2009-12-04 Thread Miron Brezuleanu
Hello,

On Fri, Dec 4, 2009 at 2:33 PM, John Harrop  wrote:
>
>
> On Fri, Dec 4, 2009 at 6:51 AM, Meikel Brandmeyer  wrote:
>>
>> Hi,
>>
>> On 4 Dez., 05:17, John Harrop  wrote:
>> > > The rules on contrib are that the work must be original to the author.
>> > > Even
>> > > with Andrew's disclaimer that it be considered public domain, he would
>> > > still
>> > > need a contributor agreement in place to get this incorporated into
>> > > contrib.
>> >
>> > Why?
>> >
>> > (Having to use paper mail is especially a high hurdle for what is
>> > otherwise
>> > a purely online activity.)
>>
>> Because that are the rules.
>
> Circular argument. Those are the rules because those are the rules? That
> doesn't satisfy me any more than it does my three-year-old.
>
>>
>> Eg. in Germany
>
> I'm not in Germany.

» **Required actions**:
1 > Answer these questions about the email thread:
(a) What must be in place for Andrew's work to be incorporated into contrib?
(b) What is having to use paper mail called?
(c) What name is given to the argument "Because that are the rules"?
2 > Rewrite the email thread from "2009-12-04 Thread Miron" to "to the author.", swapping "contrib" for "core".
3 > Carry the email thread on from its final line with the next few lines of the exchange.
The items that come after this play no part here.

» **Material shown**:
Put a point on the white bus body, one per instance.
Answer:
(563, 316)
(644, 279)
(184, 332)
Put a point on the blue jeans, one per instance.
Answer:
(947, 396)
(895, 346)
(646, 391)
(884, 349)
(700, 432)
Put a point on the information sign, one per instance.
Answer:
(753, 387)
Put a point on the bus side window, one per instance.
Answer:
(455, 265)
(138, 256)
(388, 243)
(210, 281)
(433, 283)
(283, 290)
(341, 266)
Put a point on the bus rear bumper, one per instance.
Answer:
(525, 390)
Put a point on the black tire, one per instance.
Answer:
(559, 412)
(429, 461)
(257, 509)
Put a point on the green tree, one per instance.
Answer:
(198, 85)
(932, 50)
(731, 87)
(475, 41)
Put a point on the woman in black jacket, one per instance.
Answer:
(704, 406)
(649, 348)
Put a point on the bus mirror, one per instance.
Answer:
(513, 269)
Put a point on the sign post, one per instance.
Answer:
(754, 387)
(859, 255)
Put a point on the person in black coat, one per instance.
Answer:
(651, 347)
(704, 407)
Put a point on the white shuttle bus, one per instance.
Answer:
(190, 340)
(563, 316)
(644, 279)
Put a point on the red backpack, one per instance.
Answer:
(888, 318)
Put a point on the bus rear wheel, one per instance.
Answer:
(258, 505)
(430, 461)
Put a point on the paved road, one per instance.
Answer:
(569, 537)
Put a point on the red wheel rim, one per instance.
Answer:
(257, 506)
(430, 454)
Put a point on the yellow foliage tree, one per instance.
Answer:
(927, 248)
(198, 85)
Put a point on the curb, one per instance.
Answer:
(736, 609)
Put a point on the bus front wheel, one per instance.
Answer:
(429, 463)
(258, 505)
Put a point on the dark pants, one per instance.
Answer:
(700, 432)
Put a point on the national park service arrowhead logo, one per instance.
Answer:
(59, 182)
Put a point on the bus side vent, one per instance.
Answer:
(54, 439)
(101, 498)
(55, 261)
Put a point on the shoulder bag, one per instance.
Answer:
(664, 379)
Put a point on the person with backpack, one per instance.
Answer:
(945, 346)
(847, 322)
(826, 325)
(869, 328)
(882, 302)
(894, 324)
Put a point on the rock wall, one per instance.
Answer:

» **Task-by-task results**:
1 >
(a) A contributor agreement.
(b) Especially a high hurdle for what is otherwise a purely online activity.
(c) A circular argument.

2 >
2009-12-04 Thread Miron Brezuleanu
Hello,

On Fri, Dec 4, 2009 at 2:33 PM, John Harrop  wrote:
>
>
> On Fri, Dec 4, 2009 at 6:51 AM, Meikel Brandmeyer  wrote:
>>
>> Hi,
>>
>> On 4 Dez., 05:17, John Harrop  wrote:
>> > > The rules on core are that the work must be original to the author.

3 >
>
>>
>> Rich wants to be sure, that there will not be any legal
>> issues later on. Understandable, I think. (And a good idea, BTW)
>
> The problem is that it is an unreasonably high barrier to entry. There MUST
> be an electronic-only way (and it must not require a cell phone, CC#, &c.)
> if the full potential of this community is to be unleashed upon
> clojure-contrib. In particular, there should be a way to participate
> pseudonymously for those people that (unlike myself) value their privacy
> sufficiently not to want to even post here under their real names.

Remember SCO & IBM & Novell & Linux & many others? I assume this is
why many open source projects today require CAs.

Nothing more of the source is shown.